A data block:
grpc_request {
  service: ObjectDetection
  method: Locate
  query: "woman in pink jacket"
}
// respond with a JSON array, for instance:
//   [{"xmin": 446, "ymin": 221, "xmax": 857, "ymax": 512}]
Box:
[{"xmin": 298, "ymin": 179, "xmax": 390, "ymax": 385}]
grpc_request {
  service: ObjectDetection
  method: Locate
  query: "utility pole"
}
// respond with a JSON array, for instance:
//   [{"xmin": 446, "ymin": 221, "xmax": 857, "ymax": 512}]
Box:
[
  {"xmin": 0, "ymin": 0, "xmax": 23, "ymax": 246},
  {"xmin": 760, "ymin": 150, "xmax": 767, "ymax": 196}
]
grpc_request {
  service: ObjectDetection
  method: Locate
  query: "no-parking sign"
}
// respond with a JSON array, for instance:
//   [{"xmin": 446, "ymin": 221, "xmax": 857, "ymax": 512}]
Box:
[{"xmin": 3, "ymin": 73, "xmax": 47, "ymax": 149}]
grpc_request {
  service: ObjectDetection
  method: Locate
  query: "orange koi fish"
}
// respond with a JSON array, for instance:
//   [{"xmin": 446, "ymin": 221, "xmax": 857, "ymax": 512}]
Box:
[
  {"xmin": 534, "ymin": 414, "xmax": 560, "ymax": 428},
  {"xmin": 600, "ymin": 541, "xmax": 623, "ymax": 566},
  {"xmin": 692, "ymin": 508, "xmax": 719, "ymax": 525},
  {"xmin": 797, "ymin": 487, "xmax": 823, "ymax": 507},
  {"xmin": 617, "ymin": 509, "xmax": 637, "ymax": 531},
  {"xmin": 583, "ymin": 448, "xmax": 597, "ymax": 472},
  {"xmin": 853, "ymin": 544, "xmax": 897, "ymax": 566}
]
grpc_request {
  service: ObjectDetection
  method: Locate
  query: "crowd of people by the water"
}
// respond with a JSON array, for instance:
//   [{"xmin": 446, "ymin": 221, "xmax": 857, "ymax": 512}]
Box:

Written exercise:
Please write out every line of the entries above again, requests included, shifting each bounding-box coordinate in the answers up by 100. Numbers in the requests and in their sample JSON stay as they are.

Response:
grpc_request {
  service: ObjectDetection
  method: Locate
  query: "woman in pink jacket"
}
// respond with a JSON array, for instance:
//   [{"xmin": 446, "ymin": 221, "xmax": 857, "ymax": 512}]
Box:
[{"xmin": 398, "ymin": 279, "xmax": 490, "ymax": 485}]
grpc_request {
  service: ObjectDetection
  method: Locate
  query: "utility pole"
}
// respond with a JSON array, for instance:
//   [{"xmin": 446, "ymin": 221, "xmax": 857, "ymax": 512}]
Box:
[
  {"xmin": 100, "ymin": 100, "xmax": 123, "ymax": 346},
  {"xmin": 860, "ymin": 250, "xmax": 867, "ymax": 296}
]
grpc_request {
  service: ObjectDetection
  method: Locate
  query: "no-parking sign"
}
// respond with a JSON array, for instance:
//   [{"xmin": 446, "ymin": 221, "xmax": 857, "ymax": 512}]
Box:
[{"xmin": 103, "ymin": 173, "xmax": 147, "ymax": 249}]
grpc_request {
  service: ObjectDetection
  method: Locate
  query: "orange koi fish"
}
// respond with a JSON array, for instance:
//   [{"xmin": 446, "ymin": 221, "xmax": 857, "ymax": 512}]
Box:
[
  {"xmin": 634, "ymin": 514, "xmax": 660, "ymax": 528},
  {"xmin": 700, "ymin": 641, "xmax": 723, "ymax": 666},
  {"xmin": 792, "ymin": 608, "xmax": 819, "ymax": 625},
  {"xmin": 897, "ymin": 587, "xmax": 923, "ymax": 607},
  {"xmin": 717, "ymin": 609, "xmax": 737, "ymax": 631},
  {"xmin": 683, "ymin": 548, "xmax": 697, "ymax": 572},
  {"xmin": 953, "ymin": 644, "xmax": 997, "ymax": 666}
]
grpc_request {
  service: ObjectDetection
  method: Locate
  query: "crowd of people by the water"
}
// respond with a JSON array, for instance:
//   [{"xmin": 446, "ymin": 221, "xmax": 857, "ymax": 512}]
Box:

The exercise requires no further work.